| GOAL |
Gather every line in the entries below that contains the word "globe".

============================================================

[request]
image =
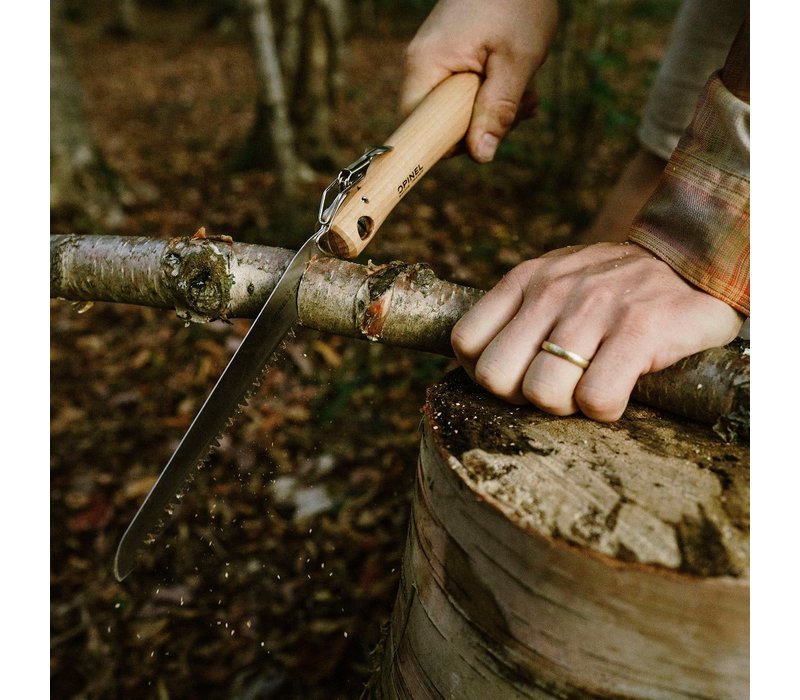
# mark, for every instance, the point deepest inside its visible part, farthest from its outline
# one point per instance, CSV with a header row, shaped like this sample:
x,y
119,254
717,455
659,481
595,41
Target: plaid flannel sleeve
x,y
698,219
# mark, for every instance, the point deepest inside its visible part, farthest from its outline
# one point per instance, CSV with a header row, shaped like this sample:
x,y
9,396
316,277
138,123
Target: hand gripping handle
x,y
430,131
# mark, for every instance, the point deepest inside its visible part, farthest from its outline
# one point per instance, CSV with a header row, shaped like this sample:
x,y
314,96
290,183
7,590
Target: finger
x,y
496,106
551,381
420,78
603,391
476,329
505,360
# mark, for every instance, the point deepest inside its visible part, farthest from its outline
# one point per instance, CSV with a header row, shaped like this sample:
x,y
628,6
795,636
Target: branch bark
x,y
399,304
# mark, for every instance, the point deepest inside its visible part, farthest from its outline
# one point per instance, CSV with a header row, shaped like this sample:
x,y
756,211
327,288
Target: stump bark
x,y
562,558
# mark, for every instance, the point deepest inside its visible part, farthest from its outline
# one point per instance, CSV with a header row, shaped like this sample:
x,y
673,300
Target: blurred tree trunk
x,y
299,73
271,141
126,21
82,184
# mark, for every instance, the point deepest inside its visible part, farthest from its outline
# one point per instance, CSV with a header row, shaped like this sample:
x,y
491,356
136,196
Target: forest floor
x,y
278,571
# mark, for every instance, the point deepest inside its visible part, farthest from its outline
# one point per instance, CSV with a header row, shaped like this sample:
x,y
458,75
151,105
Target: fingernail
x,y
487,145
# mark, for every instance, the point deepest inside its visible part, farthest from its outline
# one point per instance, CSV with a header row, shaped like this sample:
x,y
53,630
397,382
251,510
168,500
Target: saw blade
x,y
240,379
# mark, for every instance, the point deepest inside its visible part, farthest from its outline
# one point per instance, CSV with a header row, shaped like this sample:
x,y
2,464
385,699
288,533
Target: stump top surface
x,y
650,488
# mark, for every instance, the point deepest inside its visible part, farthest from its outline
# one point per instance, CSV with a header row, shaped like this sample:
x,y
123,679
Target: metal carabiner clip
x,y
345,181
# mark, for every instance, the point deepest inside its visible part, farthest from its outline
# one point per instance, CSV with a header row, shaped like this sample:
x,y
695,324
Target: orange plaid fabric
x,y
698,219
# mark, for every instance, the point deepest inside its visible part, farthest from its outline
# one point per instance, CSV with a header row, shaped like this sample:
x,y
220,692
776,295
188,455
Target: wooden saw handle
x,y
430,131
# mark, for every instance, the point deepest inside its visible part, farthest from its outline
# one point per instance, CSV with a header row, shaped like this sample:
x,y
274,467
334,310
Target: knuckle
x,y
547,397
494,377
504,112
599,404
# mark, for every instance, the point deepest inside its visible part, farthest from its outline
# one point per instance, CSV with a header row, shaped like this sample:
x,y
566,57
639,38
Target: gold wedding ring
x,y
567,355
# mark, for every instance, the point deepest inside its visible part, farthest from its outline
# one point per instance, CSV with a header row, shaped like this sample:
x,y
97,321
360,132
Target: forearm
x,y
698,220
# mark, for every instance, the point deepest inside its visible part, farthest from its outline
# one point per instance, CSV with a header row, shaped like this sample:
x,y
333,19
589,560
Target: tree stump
x,y
562,558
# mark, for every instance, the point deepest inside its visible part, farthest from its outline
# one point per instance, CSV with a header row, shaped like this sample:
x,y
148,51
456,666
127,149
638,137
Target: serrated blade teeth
x,y
238,382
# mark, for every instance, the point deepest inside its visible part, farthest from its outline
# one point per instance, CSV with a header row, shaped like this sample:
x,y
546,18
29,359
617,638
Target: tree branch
x,y
399,304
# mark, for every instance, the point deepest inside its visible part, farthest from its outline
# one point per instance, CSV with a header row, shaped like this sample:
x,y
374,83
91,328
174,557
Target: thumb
x,y
496,106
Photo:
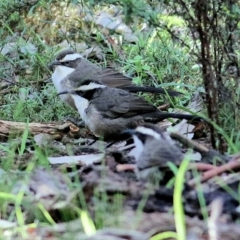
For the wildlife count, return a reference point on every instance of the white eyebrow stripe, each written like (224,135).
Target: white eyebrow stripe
(71,57)
(148,131)
(90,86)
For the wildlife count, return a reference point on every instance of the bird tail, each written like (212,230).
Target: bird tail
(151,90)
(159,116)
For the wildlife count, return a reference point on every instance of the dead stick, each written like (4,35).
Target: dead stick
(216,171)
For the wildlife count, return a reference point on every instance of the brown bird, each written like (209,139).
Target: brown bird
(72,69)
(153,149)
(109,111)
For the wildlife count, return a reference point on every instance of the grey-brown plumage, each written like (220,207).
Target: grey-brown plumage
(153,149)
(72,70)
(109,111)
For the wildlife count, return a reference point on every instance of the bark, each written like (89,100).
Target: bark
(57,130)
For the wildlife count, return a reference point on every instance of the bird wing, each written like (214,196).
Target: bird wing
(113,103)
(113,78)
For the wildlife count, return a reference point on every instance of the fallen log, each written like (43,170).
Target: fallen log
(56,129)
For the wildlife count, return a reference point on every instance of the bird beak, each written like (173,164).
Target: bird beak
(65,92)
(128,132)
(54,63)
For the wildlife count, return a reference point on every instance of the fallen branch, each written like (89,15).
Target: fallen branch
(56,129)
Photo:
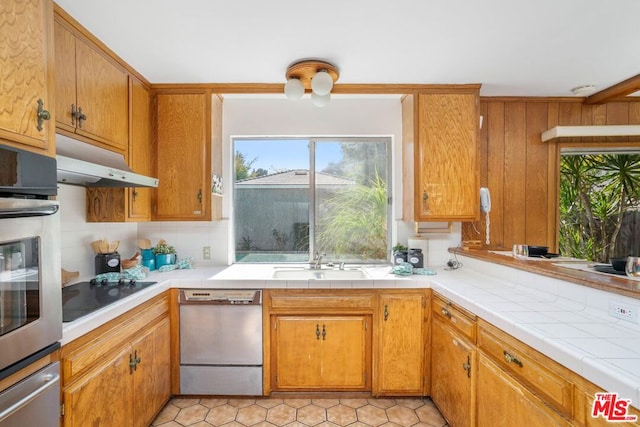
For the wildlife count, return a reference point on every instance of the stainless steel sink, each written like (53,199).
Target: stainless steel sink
(322,274)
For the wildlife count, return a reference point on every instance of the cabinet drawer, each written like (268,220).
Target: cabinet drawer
(454,316)
(543,376)
(320,300)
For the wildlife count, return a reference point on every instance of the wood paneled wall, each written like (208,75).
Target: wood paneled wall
(521,171)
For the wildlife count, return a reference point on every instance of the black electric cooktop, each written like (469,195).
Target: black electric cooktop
(83,298)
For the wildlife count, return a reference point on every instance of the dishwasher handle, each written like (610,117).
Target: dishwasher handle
(45,378)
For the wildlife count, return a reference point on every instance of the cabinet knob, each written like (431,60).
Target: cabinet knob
(42,115)
(509,358)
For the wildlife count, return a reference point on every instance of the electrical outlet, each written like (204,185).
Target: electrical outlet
(624,311)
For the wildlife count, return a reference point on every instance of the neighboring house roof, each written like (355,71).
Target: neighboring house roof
(293,178)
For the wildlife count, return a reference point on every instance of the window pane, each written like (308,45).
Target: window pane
(351,199)
(271,200)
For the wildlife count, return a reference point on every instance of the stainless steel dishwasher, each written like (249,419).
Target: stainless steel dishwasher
(221,342)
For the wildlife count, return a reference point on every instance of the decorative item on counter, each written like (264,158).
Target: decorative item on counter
(415,258)
(407,269)
(131,262)
(183,264)
(165,254)
(67,276)
(399,253)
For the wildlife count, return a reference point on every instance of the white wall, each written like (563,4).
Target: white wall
(249,117)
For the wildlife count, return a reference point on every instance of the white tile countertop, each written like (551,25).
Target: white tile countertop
(566,321)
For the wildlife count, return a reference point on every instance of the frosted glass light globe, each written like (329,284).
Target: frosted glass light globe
(320,100)
(293,89)
(321,83)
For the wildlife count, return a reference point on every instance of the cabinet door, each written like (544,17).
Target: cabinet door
(65,47)
(102,397)
(446,158)
(328,353)
(453,376)
(502,401)
(26,72)
(152,382)
(140,151)
(400,365)
(102,93)
(183,158)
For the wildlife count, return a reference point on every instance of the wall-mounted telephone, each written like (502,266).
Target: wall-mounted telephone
(485,200)
(485,206)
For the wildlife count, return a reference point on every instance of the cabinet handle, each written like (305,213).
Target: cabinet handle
(42,115)
(81,116)
(132,364)
(509,358)
(467,366)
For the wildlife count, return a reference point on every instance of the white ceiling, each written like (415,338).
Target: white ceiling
(512,47)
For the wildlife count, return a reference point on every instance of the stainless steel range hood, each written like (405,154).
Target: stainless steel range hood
(89,166)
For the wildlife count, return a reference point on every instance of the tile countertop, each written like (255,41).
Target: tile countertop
(566,321)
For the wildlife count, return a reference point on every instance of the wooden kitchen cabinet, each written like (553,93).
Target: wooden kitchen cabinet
(402,344)
(321,353)
(441,155)
(26,73)
(129,204)
(119,374)
(183,156)
(453,361)
(503,401)
(91,89)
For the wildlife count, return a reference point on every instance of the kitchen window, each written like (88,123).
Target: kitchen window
(295,197)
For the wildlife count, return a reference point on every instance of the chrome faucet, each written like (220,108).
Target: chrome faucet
(317,260)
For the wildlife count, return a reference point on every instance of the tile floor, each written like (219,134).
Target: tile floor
(299,412)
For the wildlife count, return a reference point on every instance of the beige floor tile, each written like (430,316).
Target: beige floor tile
(212,403)
(192,414)
(325,403)
(341,415)
(281,415)
(311,415)
(251,415)
(402,416)
(372,415)
(297,403)
(221,415)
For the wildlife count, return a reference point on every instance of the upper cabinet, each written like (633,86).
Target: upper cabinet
(183,156)
(26,73)
(91,90)
(441,155)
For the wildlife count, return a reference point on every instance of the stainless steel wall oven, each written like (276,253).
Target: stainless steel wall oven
(30,289)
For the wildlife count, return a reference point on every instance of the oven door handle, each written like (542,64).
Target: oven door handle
(28,212)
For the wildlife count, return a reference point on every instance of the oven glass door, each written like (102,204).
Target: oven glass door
(30,290)
(19,283)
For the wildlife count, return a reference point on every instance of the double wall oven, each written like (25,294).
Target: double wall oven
(30,289)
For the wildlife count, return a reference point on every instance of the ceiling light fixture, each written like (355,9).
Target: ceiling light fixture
(317,76)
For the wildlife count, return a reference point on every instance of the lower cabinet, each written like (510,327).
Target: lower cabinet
(402,343)
(453,374)
(119,375)
(323,352)
(503,401)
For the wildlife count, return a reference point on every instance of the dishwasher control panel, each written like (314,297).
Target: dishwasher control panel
(221,296)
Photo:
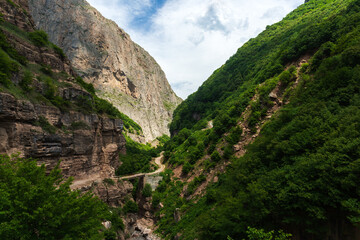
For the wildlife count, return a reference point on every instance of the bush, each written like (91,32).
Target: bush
(215,156)
(45,125)
(36,204)
(39,38)
(147,191)
(186,168)
(130,207)
(109,181)
(59,51)
(26,81)
(87,86)
(79,125)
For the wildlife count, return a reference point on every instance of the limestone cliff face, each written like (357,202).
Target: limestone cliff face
(103,54)
(90,150)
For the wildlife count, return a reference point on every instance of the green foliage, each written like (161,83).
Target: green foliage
(87,86)
(45,125)
(46,69)
(12,3)
(265,56)
(194,184)
(39,205)
(109,181)
(7,67)
(6,47)
(147,191)
(130,207)
(79,125)
(59,51)
(26,81)
(187,168)
(260,234)
(137,158)
(39,38)
(301,173)
(215,156)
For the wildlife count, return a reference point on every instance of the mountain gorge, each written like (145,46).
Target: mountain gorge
(103,54)
(267,148)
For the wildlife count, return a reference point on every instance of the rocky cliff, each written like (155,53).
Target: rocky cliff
(45,117)
(104,55)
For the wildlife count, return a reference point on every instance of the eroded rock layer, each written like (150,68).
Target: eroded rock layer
(87,144)
(103,54)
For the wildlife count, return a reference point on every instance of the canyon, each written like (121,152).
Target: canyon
(103,54)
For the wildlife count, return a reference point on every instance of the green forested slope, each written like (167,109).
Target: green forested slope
(303,171)
(302,31)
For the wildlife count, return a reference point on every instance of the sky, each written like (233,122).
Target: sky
(190,39)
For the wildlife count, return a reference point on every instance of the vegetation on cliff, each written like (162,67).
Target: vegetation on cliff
(302,172)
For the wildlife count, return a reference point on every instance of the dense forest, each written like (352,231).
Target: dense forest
(277,126)
(301,174)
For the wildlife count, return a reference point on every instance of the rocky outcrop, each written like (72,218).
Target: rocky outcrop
(93,150)
(103,54)
(88,145)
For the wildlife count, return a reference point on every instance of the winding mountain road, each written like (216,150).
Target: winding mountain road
(77,184)
(159,170)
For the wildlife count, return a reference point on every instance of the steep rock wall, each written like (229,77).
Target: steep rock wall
(91,150)
(103,54)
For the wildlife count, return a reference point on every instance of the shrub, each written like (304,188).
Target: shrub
(186,168)
(79,125)
(39,38)
(147,191)
(37,204)
(59,51)
(87,86)
(215,156)
(46,69)
(26,81)
(130,207)
(45,125)
(109,181)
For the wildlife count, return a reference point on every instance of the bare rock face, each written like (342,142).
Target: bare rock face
(103,54)
(91,150)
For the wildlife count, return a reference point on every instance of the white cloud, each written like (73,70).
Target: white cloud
(192,38)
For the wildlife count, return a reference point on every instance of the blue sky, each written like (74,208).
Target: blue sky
(190,39)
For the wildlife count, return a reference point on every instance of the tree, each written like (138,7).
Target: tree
(34,205)
(147,191)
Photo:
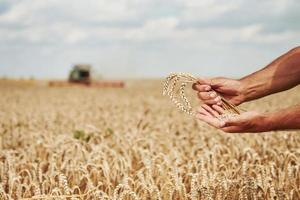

============================================================

| FINAL ANSWER |
For the wildlife count, return a reference point on every instance of the frosted glass light globe, each written like (329,284).
Target: frosted glass light globe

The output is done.